Written task:
Copy out every line from the one containing "Can you see the flooded" through the end of the material, offsetting each coordinate in the answers by -97.

[Collected data entries]
☆ ☆ ☆ ☆ ☆ ☆ ☆
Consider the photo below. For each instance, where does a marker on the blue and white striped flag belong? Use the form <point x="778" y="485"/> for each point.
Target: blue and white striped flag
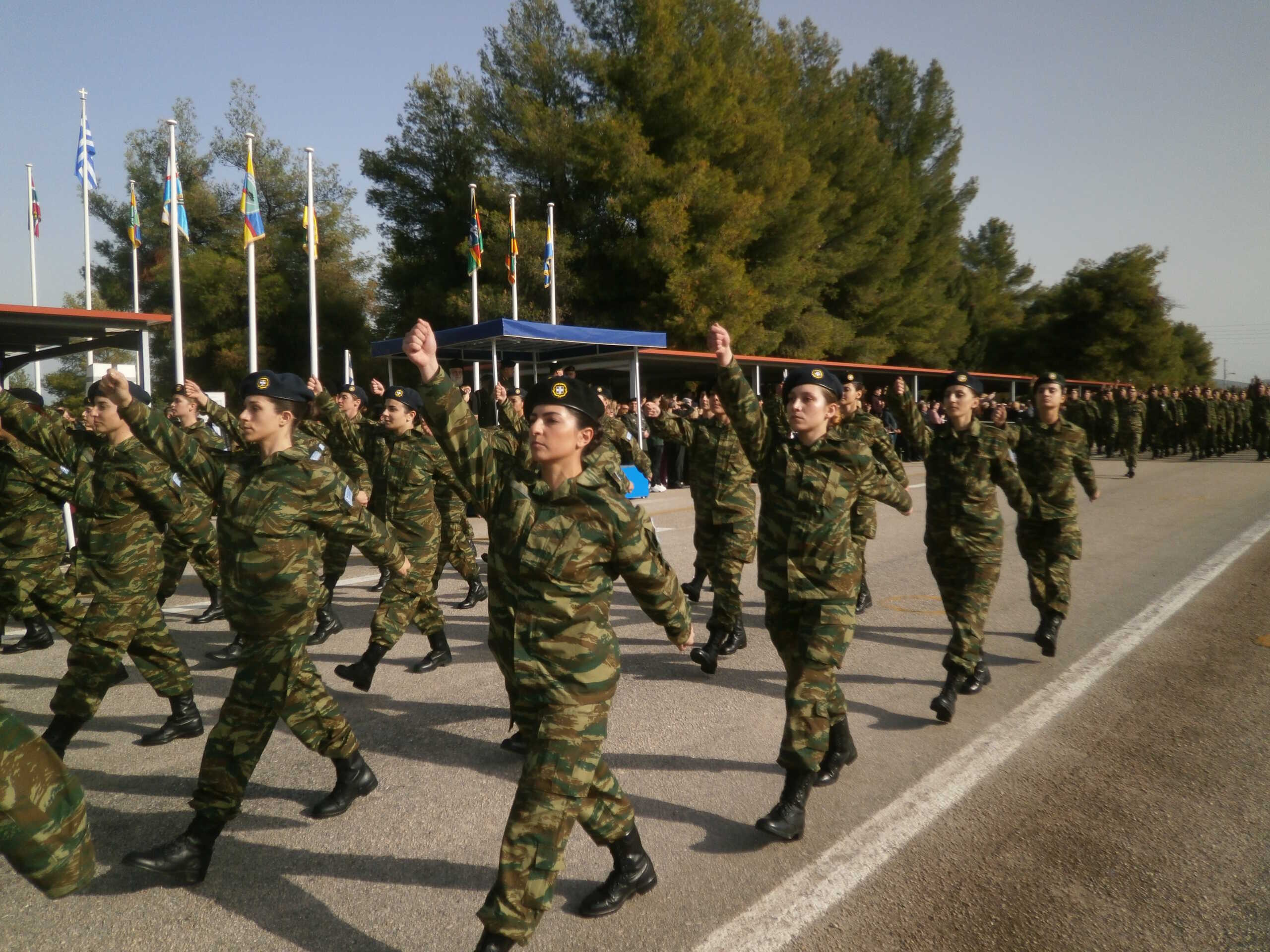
<point x="84" y="157"/>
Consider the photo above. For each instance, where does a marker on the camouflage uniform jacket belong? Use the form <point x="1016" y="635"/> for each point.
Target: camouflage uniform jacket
<point x="804" y="530"/>
<point x="720" y="470"/>
<point x="124" y="497"/>
<point x="402" y="469"/>
<point x="1052" y="459"/>
<point x="272" y="517"/>
<point x="628" y="447"/>
<point x="869" y="429"/>
<point x="552" y="575"/>
<point x="1133" y="414"/>
<point x="963" y="472"/>
<point x="31" y="513"/>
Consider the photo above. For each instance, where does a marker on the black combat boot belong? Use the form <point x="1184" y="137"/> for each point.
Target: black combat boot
<point x="328" y="620"/>
<point x="736" y="640"/>
<point x="62" y="730"/>
<point x="362" y="672"/>
<point x="945" y="702"/>
<point x="477" y="595"/>
<point x="789" y="817"/>
<point x="39" y="638"/>
<point x="864" y="601"/>
<point x="633" y="873"/>
<point x="708" y="655"/>
<point x="693" y="590"/>
<point x="439" y="658"/>
<point x="353" y="778"/>
<point x="493" y="942"/>
<point x="977" y="682"/>
<point x="230" y="654"/>
<point x="183" y="722"/>
<point x="516" y="744"/>
<point x="185" y="858"/>
<point x="214" y="612"/>
<point x="841" y="753"/>
<point x="1047" y="636"/>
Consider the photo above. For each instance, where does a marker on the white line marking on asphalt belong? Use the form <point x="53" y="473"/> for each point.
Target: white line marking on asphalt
<point x="783" y="914"/>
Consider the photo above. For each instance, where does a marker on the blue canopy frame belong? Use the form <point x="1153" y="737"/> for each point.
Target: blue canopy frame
<point x="531" y="342"/>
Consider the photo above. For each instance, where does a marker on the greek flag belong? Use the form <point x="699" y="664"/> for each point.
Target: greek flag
<point x="84" y="157"/>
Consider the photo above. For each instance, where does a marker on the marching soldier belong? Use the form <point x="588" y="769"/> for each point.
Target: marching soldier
<point x="965" y="461"/>
<point x="32" y="541"/>
<point x="567" y="531"/>
<point x="403" y="465"/>
<point x="807" y="563"/>
<point x="868" y="429"/>
<point x="724" y="517"/>
<point x="192" y="538"/>
<point x="1052" y="457"/>
<point x="276" y="502"/>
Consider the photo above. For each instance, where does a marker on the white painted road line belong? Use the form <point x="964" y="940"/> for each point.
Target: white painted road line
<point x="783" y="914"/>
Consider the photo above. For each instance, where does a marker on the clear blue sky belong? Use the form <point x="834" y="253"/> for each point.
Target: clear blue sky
<point x="1090" y="126"/>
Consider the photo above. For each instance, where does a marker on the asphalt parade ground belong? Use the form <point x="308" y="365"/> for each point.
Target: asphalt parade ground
<point x="1112" y="797"/>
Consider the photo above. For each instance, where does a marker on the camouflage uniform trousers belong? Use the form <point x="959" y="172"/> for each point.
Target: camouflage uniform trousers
<point x="409" y="599"/>
<point x="276" y="679"/>
<point x="1131" y="441"/>
<point x="1049" y="546"/>
<point x="564" y="778"/>
<point x="114" y="626"/>
<point x="44" y="822"/>
<point x="812" y="639"/>
<point x="31" y="587"/>
<point x="459" y="549"/>
<point x="194" y="543"/>
<point x="726" y="550"/>
<point x="965" y="590"/>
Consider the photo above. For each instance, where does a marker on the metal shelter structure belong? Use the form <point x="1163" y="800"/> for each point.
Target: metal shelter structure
<point x="539" y="346"/>
<point x="30" y="334"/>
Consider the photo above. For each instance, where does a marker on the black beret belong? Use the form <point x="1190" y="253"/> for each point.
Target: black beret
<point x="94" y="391"/>
<point x="355" y="390"/>
<point x="817" y="376"/>
<point x="28" y="397"/>
<point x="404" y="395"/>
<point x="567" y="391"/>
<point x="960" y="379"/>
<point x="281" y="386"/>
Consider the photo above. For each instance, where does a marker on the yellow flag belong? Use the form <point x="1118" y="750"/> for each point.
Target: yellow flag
<point x="317" y="243"/>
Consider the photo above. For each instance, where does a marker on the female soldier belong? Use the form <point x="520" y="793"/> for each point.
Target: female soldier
<point x="276" y="502"/>
<point x="965" y="461"/>
<point x="566" y="532"/>
<point x="807" y="563"/>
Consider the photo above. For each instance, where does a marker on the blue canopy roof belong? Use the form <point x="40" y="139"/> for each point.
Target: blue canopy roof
<point x="527" y="341"/>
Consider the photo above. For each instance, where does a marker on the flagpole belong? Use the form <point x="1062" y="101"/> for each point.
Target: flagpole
<point x="515" y="314"/>
<point x="313" y="270"/>
<point x="552" y="233"/>
<point x="251" y="287"/>
<point x="31" y="229"/>
<point x="178" y="343"/>
<point x="88" y="266"/>
<point x="475" y="319"/>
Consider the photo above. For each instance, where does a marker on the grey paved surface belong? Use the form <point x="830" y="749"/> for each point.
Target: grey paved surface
<point x="1136" y="821"/>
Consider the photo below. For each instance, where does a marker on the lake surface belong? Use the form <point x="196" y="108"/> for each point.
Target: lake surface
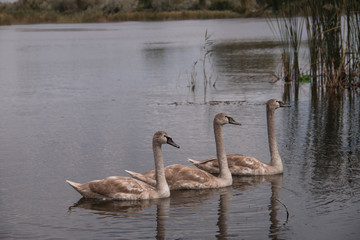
<point x="82" y="102"/>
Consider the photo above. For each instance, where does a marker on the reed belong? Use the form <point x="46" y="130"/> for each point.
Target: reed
<point x="333" y="41"/>
<point x="288" y="28"/>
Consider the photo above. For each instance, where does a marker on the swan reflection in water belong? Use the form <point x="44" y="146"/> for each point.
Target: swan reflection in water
<point x="192" y="199"/>
<point x="243" y="183"/>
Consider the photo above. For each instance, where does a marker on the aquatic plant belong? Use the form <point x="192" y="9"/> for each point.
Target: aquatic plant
<point x="288" y="29"/>
<point x="333" y="40"/>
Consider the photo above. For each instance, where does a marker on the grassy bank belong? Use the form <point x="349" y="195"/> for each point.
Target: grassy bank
<point x="33" y="17"/>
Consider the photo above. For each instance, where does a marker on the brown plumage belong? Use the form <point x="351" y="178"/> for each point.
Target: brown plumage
<point x="246" y="165"/>
<point x="188" y="177"/>
<point x="126" y="188"/>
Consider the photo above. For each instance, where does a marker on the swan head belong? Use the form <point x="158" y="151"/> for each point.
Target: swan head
<point x="275" y="104"/>
<point x="223" y="118"/>
<point x="161" y="137"/>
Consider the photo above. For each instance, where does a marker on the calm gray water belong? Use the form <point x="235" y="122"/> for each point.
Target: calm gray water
<point x="83" y="101"/>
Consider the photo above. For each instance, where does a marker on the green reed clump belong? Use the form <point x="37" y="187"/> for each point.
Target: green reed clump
<point x="333" y="40"/>
<point x="288" y="28"/>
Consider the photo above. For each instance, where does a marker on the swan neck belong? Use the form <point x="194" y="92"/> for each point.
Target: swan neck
<point x="161" y="184"/>
<point x="274" y="152"/>
<point x="220" y="152"/>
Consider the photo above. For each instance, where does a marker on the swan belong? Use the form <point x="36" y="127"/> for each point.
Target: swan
<point x="246" y="165"/>
<point x="126" y="188"/>
<point x="188" y="177"/>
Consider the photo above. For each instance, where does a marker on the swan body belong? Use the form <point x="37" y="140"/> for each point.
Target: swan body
<point x="188" y="177"/>
<point x="247" y="165"/>
<point x="126" y="188"/>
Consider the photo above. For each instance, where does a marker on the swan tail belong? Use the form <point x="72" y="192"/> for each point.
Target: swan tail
<point x="76" y="186"/>
<point x="194" y="161"/>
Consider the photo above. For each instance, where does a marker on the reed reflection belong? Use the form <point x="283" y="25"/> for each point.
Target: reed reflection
<point x="243" y="183"/>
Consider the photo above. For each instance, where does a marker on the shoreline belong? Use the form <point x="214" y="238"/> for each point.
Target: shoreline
<point x="44" y="17"/>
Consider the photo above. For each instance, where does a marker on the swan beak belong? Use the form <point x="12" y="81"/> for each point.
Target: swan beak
<point x="232" y="121"/>
<point x="171" y="142"/>
<point x="282" y="104"/>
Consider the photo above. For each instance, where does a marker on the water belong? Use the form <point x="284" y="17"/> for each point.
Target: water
<point x="83" y="101"/>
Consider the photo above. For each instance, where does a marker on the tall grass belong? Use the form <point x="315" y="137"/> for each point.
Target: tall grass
<point x="288" y="28"/>
<point x="333" y="40"/>
<point x="333" y="35"/>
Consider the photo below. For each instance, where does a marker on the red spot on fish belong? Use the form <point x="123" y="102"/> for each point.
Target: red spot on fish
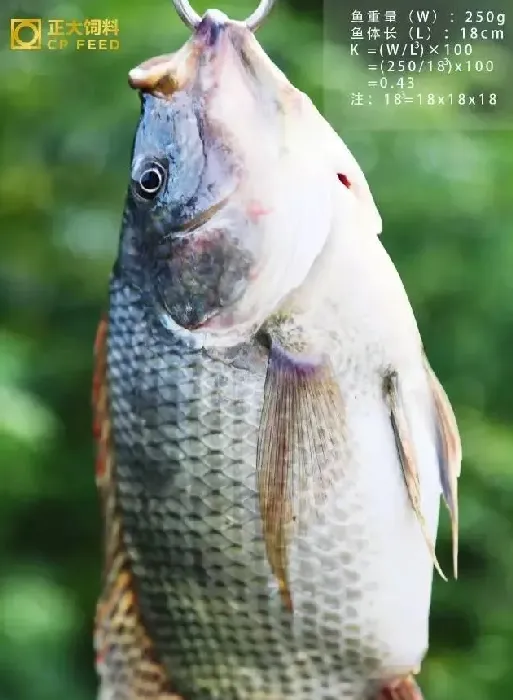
<point x="255" y="211"/>
<point x="344" y="180"/>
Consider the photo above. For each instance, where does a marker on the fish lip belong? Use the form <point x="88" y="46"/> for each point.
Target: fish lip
<point x="192" y="225"/>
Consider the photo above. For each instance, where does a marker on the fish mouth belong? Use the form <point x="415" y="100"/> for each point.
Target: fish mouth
<point x="188" y="227"/>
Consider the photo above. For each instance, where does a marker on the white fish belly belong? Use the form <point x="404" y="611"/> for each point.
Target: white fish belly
<point x="361" y="572"/>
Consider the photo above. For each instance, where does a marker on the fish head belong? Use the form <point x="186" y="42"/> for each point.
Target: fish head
<point x="229" y="202"/>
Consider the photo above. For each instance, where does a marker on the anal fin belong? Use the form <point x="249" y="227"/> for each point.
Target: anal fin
<point x="407" y="457"/>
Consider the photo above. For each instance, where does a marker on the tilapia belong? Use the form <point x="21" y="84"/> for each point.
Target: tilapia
<point x="273" y="444"/>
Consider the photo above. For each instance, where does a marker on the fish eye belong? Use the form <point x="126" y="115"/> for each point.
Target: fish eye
<point x="150" y="180"/>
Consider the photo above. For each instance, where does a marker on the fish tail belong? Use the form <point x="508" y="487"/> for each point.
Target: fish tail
<point x="404" y="688"/>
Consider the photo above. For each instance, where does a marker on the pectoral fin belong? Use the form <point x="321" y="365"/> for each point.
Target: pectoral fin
<point x="449" y="454"/>
<point x="299" y="441"/>
<point x="407" y="457"/>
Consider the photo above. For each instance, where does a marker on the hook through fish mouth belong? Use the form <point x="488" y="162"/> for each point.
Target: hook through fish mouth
<point x="193" y="20"/>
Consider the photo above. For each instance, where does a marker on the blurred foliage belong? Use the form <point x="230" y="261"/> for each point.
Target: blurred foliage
<point x="443" y="182"/>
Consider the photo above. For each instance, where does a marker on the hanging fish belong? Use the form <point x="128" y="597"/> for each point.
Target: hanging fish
<point x="272" y="442"/>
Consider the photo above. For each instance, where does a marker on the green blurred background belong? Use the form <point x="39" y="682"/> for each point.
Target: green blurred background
<point x="443" y="183"/>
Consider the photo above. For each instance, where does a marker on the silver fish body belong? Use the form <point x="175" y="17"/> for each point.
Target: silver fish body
<point x="188" y="376"/>
<point x="186" y="429"/>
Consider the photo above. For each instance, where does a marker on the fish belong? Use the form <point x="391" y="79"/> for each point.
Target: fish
<point x="272" y="443"/>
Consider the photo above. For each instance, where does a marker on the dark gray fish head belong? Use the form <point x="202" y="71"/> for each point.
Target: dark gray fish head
<point x="229" y="200"/>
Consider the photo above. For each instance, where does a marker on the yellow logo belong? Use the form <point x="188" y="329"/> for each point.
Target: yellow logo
<point x="26" y="34"/>
<point x="59" y="34"/>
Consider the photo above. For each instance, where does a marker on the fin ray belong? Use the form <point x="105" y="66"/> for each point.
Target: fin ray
<point x="407" y="458"/>
<point x="300" y="435"/>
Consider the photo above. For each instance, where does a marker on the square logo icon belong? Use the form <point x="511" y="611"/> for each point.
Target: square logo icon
<point x="26" y="34"/>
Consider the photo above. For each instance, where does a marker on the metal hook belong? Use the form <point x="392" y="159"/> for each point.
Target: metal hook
<point x="191" y="18"/>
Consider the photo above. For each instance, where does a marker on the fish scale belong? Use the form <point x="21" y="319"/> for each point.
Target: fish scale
<point x="194" y="537"/>
<point x="273" y="443"/>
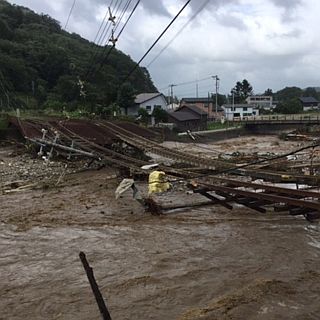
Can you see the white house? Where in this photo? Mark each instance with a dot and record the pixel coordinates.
(149, 102)
(264, 102)
(239, 111)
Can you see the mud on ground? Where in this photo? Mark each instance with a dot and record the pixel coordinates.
(206, 263)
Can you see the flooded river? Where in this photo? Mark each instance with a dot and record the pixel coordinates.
(206, 263)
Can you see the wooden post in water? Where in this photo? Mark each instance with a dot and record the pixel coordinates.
(95, 289)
☆ ☆ ☆ ☆ ☆ ☆ ☆
Problem solution:
Can you see the flooded river? Where in this photo? Mark each instance with a dot and record the pixel coordinates.
(109, 166)
Can you see the wooden post in water? Where in this photo? Mark each instance with a dot and record the pixel coordinates.
(-2, 192)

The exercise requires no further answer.